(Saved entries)

# # # # # # #

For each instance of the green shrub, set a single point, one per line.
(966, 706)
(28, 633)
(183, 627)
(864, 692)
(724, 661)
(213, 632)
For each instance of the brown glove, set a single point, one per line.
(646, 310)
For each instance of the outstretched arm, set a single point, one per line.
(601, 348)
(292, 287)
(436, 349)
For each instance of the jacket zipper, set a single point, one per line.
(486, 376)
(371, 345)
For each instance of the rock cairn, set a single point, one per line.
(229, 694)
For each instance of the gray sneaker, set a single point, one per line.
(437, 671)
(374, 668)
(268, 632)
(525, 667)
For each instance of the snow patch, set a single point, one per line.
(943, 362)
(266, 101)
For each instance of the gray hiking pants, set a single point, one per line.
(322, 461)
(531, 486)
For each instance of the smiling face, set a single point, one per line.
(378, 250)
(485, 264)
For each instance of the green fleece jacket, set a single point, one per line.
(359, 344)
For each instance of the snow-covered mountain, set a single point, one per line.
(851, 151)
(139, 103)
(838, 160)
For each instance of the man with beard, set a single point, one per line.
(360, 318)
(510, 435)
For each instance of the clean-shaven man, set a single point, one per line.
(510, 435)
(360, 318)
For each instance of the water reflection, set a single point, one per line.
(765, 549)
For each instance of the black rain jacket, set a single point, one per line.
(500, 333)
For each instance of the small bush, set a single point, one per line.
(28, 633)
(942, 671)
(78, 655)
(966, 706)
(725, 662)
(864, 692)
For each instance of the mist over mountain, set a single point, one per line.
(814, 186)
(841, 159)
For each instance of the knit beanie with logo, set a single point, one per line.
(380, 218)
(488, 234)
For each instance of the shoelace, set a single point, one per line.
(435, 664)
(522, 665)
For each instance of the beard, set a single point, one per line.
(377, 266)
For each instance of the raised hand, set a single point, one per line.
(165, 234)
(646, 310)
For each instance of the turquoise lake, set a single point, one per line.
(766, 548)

# # # # # # #

• **What the exercise asks**:
Every line of the data above should be retyped precisely.

• **Answer space**:
For each instance of the green shrub, set a single point, one per line.
(966, 706)
(28, 633)
(183, 627)
(864, 692)
(724, 661)
(213, 632)
For each instance of the brown glove, set a single point, one per line.
(646, 310)
For each instance of the outstretched arm, set a single point, one per line.
(601, 348)
(292, 287)
(436, 349)
For each instance of the jacket zipper, set a single point, one per line.
(486, 376)
(371, 345)
For each instance of the rock cairn, set a single point, one per line.
(229, 694)
For each instance of the gray sneaker, set a single point, one per line.
(437, 671)
(374, 668)
(268, 632)
(525, 667)
For each instance of the snow patch, set a single point, one per line.
(943, 362)
(266, 101)
For each instance of the gray hiking pants, set a single point, one per line.
(322, 461)
(531, 486)
For each instance of the smiling face, set a single point, one per line.
(378, 250)
(485, 264)
For each instance of the green fleece jacket, set a single point, one per line.
(359, 344)
For each instance of the snow-covered mountain, set a single point, one per line.
(851, 151)
(139, 103)
(838, 160)
For each instance of the man with beard, set a single point, one per line.
(360, 318)
(510, 435)
For each instance of the clean-shaven man, set a single point, one per line.
(510, 435)
(360, 318)
For each instance of the water reflection, set a single point, one per line.
(765, 549)
For each instance of the black rain jacket, set a single point, one per line.
(500, 333)
For each instance of the small bush, set a single point, one per line.
(28, 633)
(942, 671)
(78, 655)
(966, 706)
(725, 662)
(864, 692)
For each instance of the mist over mountain, set a single point, one per line.
(814, 186)
(841, 159)
For each instance of the knit beanie with logo, set a single point, one per line.
(380, 218)
(488, 234)
For each instance of the shoelace, set a single point, one per line.
(435, 664)
(522, 665)
For each instance of the beard, set a single point, one per line.
(377, 266)
For each instance of the raised hand, set a single point, one per line.
(165, 234)
(646, 310)
For each instance of the turquoise lake, set a single point, one per line.
(766, 548)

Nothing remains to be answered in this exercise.